====== EXTRACTED DATA

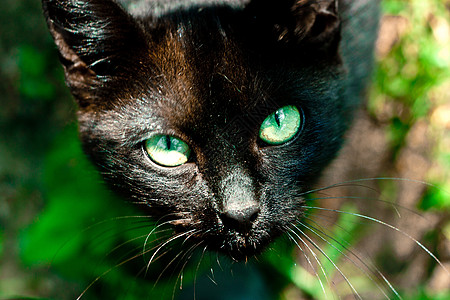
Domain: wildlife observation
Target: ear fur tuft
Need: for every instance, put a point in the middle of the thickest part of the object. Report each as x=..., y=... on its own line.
x=310, y=23
x=97, y=40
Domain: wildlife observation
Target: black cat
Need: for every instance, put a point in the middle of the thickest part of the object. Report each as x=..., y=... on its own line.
x=217, y=115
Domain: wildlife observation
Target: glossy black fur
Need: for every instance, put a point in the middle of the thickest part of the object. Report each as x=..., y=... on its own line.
x=209, y=75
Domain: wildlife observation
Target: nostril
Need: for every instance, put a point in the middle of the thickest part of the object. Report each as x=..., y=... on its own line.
x=240, y=219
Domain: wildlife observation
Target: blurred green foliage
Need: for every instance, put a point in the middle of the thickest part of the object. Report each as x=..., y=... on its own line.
x=56, y=216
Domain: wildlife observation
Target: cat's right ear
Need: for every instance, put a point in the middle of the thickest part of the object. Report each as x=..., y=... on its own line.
x=306, y=24
x=97, y=41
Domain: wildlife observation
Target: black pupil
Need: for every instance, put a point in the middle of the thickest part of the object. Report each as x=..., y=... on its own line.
x=168, y=142
x=277, y=118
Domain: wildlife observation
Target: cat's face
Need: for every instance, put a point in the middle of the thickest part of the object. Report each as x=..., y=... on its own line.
x=216, y=119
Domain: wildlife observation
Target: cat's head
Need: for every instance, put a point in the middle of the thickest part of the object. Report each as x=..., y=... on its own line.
x=217, y=117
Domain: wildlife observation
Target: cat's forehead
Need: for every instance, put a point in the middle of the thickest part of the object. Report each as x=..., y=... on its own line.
x=201, y=71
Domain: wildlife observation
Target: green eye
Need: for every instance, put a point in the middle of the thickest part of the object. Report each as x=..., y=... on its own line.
x=167, y=150
x=281, y=126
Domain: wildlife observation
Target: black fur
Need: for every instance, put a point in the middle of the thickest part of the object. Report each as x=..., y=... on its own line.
x=210, y=74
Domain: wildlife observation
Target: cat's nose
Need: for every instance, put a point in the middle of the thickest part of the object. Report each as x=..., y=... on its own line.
x=240, y=219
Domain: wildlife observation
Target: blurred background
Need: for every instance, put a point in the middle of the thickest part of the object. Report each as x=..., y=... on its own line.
x=61, y=231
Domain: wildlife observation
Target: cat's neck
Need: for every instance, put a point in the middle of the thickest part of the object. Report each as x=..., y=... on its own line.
x=160, y=7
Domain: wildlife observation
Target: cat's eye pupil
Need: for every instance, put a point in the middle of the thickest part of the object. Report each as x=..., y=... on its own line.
x=168, y=143
x=277, y=117
x=281, y=126
x=167, y=151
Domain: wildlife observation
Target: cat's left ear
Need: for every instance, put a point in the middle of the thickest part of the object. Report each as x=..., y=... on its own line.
x=313, y=24
x=97, y=41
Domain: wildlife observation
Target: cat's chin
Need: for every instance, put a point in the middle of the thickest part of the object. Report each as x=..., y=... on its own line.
x=239, y=247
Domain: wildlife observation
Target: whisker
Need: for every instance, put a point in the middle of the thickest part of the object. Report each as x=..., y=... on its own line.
x=372, y=268
x=389, y=226
x=165, y=243
x=308, y=260
x=196, y=270
x=344, y=183
x=356, y=294
x=180, y=274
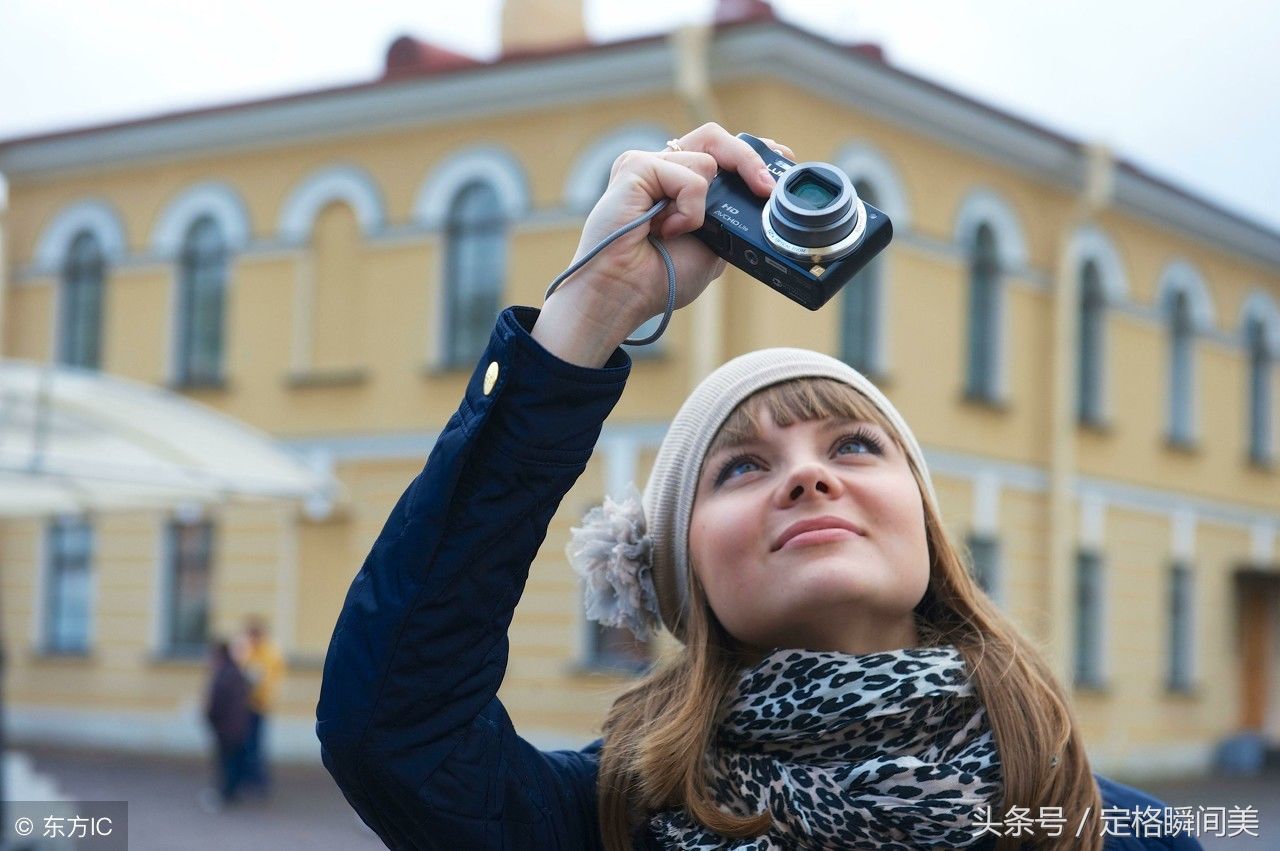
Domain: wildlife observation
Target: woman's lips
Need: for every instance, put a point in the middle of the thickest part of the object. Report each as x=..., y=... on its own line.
x=818, y=536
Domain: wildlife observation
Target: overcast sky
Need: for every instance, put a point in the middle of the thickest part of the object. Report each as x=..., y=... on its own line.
x=1187, y=90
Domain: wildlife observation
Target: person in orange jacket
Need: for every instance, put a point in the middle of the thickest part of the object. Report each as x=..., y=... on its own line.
x=264, y=668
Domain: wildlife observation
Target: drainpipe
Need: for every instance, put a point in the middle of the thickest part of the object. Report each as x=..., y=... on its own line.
x=4, y=262
x=1095, y=197
x=690, y=51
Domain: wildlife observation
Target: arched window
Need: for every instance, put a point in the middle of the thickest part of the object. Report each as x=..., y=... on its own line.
x=859, y=334
x=1088, y=384
x=1260, y=390
x=80, y=335
x=983, y=353
x=475, y=266
x=1182, y=341
x=201, y=303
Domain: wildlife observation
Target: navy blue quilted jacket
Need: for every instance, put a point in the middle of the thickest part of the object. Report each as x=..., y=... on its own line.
x=408, y=718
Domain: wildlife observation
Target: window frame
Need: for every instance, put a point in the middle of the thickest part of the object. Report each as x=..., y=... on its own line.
x=457, y=349
x=173, y=556
x=58, y=563
x=82, y=287
x=197, y=266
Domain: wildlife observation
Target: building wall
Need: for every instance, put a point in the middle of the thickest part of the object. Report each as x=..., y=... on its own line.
x=359, y=367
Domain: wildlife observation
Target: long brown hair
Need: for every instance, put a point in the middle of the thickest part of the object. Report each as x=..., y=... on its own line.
x=658, y=731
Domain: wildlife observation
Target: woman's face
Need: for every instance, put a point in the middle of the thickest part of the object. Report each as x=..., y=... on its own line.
x=812, y=536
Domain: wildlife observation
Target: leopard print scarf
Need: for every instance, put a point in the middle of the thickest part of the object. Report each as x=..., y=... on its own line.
x=880, y=750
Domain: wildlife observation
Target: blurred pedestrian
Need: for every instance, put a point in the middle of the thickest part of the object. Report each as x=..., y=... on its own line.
x=228, y=714
x=264, y=668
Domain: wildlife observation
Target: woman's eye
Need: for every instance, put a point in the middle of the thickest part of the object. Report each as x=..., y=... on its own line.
x=867, y=442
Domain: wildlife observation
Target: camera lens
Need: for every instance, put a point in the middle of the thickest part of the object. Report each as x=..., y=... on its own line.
x=810, y=192
x=814, y=213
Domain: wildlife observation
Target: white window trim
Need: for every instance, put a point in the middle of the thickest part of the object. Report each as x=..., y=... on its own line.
x=346, y=183
x=95, y=215
x=483, y=163
x=863, y=161
x=211, y=198
x=173, y=335
x=434, y=200
x=1260, y=305
x=44, y=553
x=986, y=206
x=1091, y=245
x=1182, y=277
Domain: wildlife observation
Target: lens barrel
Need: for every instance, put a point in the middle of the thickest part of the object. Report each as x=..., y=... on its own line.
x=813, y=211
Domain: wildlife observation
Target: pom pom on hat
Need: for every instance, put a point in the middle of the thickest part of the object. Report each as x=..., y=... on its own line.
x=615, y=554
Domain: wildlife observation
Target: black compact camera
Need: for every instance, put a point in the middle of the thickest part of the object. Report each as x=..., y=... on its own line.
x=807, y=239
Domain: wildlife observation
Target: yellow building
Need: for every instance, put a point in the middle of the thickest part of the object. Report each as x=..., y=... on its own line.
x=1086, y=352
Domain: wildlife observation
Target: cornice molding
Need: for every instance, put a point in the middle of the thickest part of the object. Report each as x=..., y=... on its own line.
x=643, y=67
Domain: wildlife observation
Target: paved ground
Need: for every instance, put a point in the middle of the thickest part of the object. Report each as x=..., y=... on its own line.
x=305, y=811
x=309, y=813
x=1260, y=792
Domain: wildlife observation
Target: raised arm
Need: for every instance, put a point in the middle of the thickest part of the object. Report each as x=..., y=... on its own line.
x=408, y=719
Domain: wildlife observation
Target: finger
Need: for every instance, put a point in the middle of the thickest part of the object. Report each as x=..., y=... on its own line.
x=781, y=149
x=695, y=160
x=663, y=178
x=732, y=155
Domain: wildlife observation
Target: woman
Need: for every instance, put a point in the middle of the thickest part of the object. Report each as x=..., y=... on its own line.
x=842, y=682
x=228, y=715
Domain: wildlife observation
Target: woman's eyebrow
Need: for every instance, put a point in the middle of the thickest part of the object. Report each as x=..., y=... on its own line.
x=755, y=439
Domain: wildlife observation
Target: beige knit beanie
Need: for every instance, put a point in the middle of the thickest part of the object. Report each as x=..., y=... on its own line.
x=635, y=554
x=668, y=498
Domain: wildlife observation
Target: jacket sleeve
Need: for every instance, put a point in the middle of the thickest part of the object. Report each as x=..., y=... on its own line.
x=1125, y=804
x=408, y=719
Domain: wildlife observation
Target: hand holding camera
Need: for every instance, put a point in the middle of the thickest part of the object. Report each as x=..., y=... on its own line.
x=711, y=197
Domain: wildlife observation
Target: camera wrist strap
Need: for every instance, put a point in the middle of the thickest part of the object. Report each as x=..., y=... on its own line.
x=666, y=259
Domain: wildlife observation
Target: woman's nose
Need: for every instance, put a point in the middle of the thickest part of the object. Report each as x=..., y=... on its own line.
x=810, y=479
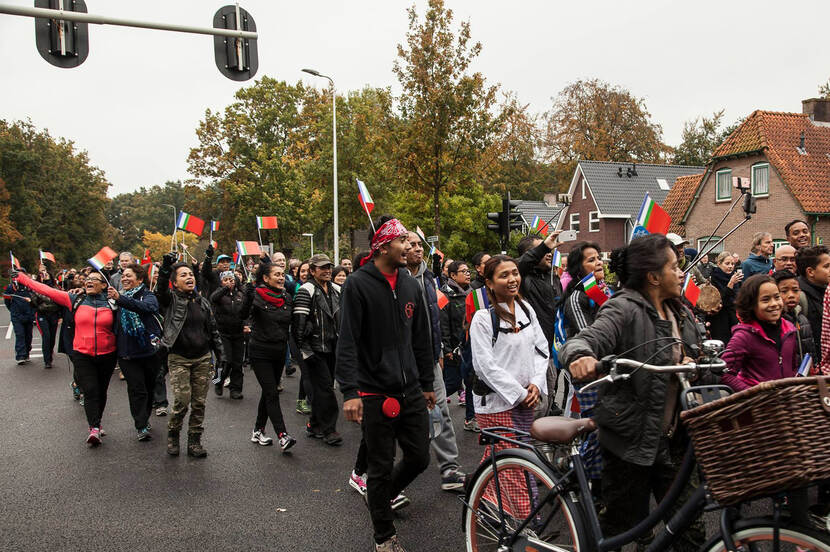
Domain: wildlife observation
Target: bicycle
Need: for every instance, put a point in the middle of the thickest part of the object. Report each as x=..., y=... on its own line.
x=522, y=500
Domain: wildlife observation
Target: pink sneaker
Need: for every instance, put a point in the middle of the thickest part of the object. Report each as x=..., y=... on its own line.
x=94, y=438
x=358, y=483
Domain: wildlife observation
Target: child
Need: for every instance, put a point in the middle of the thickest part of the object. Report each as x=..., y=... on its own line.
x=763, y=346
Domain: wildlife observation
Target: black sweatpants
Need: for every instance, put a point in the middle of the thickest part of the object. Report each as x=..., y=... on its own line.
x=386, y=478
x=234, y=346
x=141, y=374
x=324, y=408
x=268, y=373
x=92, y=374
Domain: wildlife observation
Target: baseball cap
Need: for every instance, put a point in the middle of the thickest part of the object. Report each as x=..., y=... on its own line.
x=320, y=259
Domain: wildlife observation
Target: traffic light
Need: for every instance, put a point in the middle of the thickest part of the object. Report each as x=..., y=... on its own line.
x=236, y=58
x=62, y=43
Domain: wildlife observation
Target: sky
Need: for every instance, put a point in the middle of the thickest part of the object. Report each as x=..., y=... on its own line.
x=135, y=103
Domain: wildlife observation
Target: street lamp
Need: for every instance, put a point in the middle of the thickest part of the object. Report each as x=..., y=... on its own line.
x=334, y=150
x=312, y=242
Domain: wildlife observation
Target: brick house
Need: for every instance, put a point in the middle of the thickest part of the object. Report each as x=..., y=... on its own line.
x=786, y=159
x=606, y=197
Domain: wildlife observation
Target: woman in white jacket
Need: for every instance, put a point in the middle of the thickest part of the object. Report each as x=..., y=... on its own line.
x=510, y=358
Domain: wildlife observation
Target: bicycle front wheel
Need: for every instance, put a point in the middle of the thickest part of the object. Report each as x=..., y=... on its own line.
x=523, y=485
x=758, y=536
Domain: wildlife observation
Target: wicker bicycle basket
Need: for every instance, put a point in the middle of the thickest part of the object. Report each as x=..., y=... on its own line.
x=763, y=440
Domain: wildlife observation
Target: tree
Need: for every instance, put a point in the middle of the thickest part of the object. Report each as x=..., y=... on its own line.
x=601, y=122
x=446, y=121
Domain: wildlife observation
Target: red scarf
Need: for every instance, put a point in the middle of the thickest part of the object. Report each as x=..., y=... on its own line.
x=272, y=297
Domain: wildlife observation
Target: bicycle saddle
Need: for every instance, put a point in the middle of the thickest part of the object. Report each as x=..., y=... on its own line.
x=558, y=429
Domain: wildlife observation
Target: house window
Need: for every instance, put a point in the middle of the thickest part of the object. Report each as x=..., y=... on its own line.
x=760, y=180
x=724, y=185
x=593, y=221
x=702, y=242
x=575, y=221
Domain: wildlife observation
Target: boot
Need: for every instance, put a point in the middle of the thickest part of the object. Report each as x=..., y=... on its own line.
x=172, y=443
x=194, y=445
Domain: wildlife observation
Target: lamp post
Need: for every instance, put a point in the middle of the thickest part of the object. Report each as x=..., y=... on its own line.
x=334, y=151
x=312, y=242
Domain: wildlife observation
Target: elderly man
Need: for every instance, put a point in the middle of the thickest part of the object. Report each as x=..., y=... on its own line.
x=784, y=259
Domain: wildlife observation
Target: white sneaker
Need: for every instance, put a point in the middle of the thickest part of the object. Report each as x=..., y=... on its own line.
x=259, y=437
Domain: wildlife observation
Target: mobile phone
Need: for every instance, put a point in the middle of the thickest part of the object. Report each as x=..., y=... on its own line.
x=566, y=235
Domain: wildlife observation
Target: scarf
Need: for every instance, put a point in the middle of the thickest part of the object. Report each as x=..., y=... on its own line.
x=824, y=367
x=130, y=320
x=269, y=296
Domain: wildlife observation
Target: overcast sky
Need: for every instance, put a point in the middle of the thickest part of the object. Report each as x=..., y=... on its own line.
x=136, y=101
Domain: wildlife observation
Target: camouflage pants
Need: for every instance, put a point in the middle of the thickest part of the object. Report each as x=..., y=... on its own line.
x=189, y=379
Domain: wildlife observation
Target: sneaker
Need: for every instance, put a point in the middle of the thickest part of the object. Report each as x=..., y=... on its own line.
x=453, y=480
x=333, y=439
x=94, y=438
x=472, y=425
x=286, y=442
x=258, y=436
x=390, y=545
x=400, y=501
x=358, y=483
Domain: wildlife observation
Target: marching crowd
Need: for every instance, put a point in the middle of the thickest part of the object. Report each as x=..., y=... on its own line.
x=402, y=336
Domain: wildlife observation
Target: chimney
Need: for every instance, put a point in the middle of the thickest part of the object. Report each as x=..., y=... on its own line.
x=817, y=108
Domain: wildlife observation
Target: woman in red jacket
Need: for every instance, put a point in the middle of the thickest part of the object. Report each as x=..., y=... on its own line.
x=94, y=342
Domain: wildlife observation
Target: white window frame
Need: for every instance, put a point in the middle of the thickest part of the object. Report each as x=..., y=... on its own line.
x=593, y=218
x=728, y=173
x=573, y=220
x=752, y=178
x=715, y=252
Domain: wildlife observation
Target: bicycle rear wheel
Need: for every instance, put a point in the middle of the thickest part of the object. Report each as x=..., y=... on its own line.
x=523, y=485
x=758, y=536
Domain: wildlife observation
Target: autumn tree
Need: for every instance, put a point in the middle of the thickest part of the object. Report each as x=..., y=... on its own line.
x=592, y=119
x=446, y=118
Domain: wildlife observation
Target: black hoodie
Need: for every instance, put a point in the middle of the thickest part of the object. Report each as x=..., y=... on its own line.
x=385, y=344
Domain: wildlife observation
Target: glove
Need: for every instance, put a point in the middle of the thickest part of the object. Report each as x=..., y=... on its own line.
x=168, y=260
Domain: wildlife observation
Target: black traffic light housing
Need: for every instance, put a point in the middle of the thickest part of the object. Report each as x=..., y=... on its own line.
x=62, y=43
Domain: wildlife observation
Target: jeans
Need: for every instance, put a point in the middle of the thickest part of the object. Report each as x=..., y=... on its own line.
x=48, y=324
x=234, y=346
x=22, y=339
x=92, y=374
x=324, y=408
x=141, y=374
x=268, y=373
x=386, y=478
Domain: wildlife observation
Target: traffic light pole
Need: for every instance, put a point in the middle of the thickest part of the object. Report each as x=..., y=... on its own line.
x=63, y=15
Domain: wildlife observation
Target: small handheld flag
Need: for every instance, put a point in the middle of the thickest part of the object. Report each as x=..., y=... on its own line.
x=539, y=226
x=652, y=217
x=690, y=290
x=266, y=223
x=248, y=248
x=190, y=223
x=592, y=289
x=102, y=257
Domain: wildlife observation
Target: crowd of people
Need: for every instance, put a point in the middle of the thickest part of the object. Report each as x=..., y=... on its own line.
x=401, y=336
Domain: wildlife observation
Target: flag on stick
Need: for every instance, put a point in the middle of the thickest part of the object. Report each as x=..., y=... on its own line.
x=690, y=290
x=539, y=226
x=190, y=223
x=248, y=248
x=102, y=257
x=266, y=223
x=652, y=217
x=592, y=289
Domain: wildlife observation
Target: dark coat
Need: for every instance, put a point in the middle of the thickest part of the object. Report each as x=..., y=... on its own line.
x=630, y=413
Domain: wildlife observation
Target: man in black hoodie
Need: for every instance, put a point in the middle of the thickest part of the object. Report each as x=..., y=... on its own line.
x=385, y=371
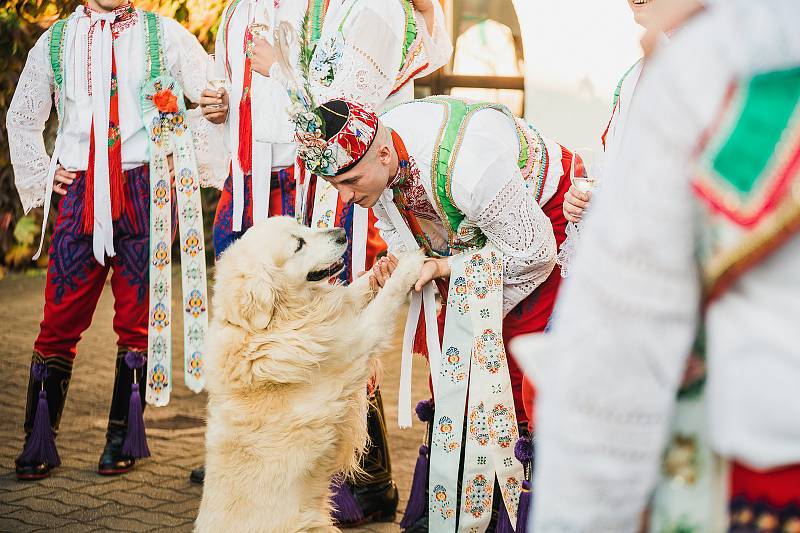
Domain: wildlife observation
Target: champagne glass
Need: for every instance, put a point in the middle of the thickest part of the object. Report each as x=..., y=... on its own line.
x=216, y=80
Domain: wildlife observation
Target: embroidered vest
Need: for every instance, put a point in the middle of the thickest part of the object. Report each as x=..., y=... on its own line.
x=457, y=114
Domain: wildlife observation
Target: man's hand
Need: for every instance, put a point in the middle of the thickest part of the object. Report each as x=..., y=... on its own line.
x=214, y=105
x=425, y=8
x=575, y=203
x=432, y=269
x=382, y=271
x=62, y=179
x=263, y=56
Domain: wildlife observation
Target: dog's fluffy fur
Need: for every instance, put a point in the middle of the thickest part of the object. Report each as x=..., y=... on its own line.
x=288, y=364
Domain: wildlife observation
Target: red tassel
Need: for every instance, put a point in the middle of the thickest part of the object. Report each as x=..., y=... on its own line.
x=88, y=191
x=117, y=182
x=245, y=134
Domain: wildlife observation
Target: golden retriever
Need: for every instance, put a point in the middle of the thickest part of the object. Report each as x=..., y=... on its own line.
x=289, y=357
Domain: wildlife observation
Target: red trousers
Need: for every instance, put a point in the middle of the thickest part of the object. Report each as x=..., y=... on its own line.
x=764, y=501
x=75, y=279
x=533, y=314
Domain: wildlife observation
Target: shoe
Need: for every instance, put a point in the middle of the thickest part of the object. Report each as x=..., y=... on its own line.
x=198, y=475
x=112, y=461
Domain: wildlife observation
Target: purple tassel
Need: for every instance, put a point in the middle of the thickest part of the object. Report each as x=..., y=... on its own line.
x=41, y=445
x=135, y=444
x=417, y=500
x=424, y=410
x=345, y=507
x=524, y=507
x=523, y=450
x=135, y=359
x=503, y=521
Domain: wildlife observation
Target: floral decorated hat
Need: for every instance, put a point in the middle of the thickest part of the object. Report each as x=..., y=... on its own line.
x=333, y=137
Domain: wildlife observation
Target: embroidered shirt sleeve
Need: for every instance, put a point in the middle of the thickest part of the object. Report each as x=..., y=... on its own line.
x=189, y=63
x=626, y=320
x=363, y=62
x=25, y=122
x=514, y=222
x=438, y=46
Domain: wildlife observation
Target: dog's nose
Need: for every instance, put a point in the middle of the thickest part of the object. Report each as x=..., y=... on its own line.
x=339, y=235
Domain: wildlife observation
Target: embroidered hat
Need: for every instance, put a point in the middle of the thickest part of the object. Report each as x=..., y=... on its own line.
x=333, y=137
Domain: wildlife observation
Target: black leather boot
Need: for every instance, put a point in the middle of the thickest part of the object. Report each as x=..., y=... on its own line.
x=58, y=372
x=374, y=489
x=112, y=461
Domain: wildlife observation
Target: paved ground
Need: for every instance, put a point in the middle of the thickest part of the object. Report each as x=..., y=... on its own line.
x=157, y=495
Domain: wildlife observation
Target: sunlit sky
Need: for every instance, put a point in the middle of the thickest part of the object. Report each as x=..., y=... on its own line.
x=568, y=42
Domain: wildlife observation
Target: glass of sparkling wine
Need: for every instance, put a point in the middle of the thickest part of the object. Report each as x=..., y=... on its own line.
x=216, y=81
x=584, y=173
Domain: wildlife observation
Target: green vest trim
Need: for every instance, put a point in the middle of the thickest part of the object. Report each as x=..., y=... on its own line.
x=153, y=34
x=748, y=175
x=57, y=37
x=451, y=134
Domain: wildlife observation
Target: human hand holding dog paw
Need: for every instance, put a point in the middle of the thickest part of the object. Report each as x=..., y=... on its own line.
x=381, y=271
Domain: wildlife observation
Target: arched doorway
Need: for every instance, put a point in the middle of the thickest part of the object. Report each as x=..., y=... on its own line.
x=488, y=60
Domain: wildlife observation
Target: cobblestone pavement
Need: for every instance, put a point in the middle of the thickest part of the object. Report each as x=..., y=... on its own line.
x=156, y=495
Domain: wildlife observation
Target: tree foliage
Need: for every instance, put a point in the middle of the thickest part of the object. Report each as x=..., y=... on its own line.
x=21, y=23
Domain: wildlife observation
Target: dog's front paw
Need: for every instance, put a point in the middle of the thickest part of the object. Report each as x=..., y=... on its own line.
x=408, y=269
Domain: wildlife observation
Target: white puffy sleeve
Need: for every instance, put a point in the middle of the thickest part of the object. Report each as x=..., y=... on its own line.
x=189, y=63
x=488, y=188
x=25, y=121
x=370, y=56
x=607, y=374
x=438, y=47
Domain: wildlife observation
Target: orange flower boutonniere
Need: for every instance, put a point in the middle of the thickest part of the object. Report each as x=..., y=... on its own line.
x=166, y=101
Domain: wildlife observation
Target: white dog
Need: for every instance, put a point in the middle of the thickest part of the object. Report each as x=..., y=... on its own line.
x=289, y=357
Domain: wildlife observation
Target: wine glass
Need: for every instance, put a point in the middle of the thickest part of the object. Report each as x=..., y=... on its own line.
x=216, y=79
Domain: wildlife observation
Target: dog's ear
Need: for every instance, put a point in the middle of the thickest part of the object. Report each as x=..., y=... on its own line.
x=253, y=301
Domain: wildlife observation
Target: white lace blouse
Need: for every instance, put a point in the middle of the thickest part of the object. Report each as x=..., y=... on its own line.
x=487, y=188
x=364, y=58
x=607, y=374
x=32, y=102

============

▸ **PROBLEM TO WORK ON**
Count the lines in the data above that contain the string "wheel", matching case exactly, and reply with the number alone.

▸ **RESPONSE TO THIS TASK**
2